Your task:
Would you retype exactly the lines from the one containing "Detect: parked silver car" through the last line of the records below, and nothing else?

Extracted data entries:

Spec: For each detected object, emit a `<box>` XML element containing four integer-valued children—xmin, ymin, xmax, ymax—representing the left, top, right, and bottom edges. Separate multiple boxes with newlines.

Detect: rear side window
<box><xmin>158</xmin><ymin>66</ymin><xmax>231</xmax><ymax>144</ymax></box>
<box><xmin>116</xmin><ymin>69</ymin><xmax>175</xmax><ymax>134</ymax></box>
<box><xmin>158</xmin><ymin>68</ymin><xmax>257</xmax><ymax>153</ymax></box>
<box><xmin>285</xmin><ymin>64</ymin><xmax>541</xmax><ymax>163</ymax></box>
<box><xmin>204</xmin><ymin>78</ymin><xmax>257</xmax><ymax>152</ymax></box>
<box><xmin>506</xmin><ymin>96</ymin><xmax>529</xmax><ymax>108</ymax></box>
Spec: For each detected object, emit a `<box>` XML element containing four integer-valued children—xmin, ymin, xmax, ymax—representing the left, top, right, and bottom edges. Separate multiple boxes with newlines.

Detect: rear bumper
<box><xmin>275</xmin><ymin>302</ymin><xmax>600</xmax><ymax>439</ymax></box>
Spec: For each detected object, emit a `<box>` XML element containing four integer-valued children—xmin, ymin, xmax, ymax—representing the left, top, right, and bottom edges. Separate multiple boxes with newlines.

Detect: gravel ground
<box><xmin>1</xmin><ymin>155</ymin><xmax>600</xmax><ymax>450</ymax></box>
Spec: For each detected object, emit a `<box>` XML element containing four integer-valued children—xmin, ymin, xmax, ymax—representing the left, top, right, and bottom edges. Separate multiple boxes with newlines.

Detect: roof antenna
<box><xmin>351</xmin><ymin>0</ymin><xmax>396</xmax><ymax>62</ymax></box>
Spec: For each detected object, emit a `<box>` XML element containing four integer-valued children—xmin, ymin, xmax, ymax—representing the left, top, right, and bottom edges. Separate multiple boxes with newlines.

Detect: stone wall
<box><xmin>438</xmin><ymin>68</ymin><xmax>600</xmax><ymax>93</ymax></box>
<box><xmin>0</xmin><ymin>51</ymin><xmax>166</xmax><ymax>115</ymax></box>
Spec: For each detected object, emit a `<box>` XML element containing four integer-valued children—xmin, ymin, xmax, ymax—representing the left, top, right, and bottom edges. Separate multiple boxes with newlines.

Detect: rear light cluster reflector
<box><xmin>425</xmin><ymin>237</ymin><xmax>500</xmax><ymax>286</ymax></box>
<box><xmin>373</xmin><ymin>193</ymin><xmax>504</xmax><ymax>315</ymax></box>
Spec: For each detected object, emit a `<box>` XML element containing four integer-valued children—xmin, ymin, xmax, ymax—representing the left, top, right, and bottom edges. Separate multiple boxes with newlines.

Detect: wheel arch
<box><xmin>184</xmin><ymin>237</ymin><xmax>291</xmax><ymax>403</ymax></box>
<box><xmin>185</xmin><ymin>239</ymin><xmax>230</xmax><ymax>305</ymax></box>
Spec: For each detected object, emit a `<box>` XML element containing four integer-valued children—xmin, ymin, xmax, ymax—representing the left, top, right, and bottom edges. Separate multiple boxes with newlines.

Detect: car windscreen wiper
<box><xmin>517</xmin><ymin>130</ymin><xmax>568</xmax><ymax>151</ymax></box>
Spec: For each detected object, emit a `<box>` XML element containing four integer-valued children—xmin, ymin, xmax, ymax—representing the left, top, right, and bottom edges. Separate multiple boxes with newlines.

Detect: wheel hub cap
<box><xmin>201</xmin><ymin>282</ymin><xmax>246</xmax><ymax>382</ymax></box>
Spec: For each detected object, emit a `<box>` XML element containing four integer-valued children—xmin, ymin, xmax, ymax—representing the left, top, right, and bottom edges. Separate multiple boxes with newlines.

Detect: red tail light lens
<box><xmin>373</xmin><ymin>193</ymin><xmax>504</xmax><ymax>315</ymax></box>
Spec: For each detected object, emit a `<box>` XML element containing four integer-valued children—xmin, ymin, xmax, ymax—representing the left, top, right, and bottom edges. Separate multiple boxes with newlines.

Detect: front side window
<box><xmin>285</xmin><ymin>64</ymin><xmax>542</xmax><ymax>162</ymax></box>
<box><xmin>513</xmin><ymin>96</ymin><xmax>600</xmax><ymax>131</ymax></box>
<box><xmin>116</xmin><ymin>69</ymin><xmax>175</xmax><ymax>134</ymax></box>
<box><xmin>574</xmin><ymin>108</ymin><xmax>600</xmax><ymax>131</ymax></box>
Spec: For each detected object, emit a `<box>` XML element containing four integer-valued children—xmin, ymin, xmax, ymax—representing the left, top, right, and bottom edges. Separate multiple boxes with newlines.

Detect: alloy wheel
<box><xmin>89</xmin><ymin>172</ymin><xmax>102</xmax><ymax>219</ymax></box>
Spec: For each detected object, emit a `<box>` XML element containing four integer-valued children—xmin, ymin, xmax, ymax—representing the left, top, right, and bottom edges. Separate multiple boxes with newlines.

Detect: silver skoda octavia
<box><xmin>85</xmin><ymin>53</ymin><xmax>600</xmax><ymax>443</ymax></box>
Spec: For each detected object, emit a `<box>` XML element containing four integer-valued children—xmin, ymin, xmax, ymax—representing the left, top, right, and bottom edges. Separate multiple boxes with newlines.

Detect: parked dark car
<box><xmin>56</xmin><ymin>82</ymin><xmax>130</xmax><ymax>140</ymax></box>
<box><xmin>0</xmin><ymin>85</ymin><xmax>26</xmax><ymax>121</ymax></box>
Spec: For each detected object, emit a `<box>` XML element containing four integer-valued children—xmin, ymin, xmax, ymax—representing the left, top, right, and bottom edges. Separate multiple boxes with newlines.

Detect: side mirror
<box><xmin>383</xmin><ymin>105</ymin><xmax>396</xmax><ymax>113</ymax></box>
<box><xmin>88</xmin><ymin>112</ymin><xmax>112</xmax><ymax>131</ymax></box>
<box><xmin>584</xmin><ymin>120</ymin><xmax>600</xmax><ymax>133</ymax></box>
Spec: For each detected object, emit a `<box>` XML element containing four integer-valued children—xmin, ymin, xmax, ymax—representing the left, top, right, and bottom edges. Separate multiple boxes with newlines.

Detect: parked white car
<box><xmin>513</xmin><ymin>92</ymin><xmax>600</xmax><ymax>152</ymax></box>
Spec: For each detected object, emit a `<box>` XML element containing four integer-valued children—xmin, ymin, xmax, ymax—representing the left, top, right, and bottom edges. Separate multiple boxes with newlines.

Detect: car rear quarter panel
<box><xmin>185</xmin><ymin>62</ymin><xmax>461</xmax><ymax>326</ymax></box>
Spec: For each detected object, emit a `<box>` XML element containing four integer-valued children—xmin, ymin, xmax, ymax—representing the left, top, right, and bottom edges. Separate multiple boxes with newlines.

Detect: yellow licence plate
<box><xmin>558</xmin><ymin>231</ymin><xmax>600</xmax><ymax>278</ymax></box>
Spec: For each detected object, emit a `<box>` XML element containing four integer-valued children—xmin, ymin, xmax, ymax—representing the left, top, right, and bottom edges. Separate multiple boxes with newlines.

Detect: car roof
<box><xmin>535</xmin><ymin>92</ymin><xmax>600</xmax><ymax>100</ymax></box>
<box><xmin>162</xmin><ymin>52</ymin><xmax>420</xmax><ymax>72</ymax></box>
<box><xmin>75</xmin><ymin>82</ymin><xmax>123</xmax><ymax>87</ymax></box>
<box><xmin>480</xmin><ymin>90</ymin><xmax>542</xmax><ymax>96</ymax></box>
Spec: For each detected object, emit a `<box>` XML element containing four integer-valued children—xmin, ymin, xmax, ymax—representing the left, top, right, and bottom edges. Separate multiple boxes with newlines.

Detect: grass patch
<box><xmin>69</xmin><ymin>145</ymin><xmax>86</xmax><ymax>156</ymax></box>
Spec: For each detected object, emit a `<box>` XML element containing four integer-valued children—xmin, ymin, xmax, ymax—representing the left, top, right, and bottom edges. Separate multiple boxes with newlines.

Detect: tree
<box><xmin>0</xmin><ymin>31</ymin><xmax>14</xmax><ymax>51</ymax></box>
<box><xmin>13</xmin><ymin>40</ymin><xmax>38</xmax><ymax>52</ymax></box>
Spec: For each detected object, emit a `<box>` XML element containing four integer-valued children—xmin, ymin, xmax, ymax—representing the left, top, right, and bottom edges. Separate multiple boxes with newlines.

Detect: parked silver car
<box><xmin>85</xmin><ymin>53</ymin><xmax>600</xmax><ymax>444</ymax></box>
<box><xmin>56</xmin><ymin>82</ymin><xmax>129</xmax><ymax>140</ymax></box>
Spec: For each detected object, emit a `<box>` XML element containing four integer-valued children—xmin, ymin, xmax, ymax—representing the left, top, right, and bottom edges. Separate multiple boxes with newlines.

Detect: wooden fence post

Problem solution:
Detect: parked silver car
<box><xmin>85</xmin><ymin>53</ymin><xmax>600</xmax><ymax>444</ymax></box>
<box><xmin>56</xmin><ymin>82</ymin><xmax>129</xmax><ymax>140</ymax></box>
Spec: For each detected object, emit a `<box>` XML element containing four integer-valued children—xmin, ymin, xmax, ymax—representing the left, top, right, and bottom edges. Separate multiple boxes with newlines.

Detect: wooden fence post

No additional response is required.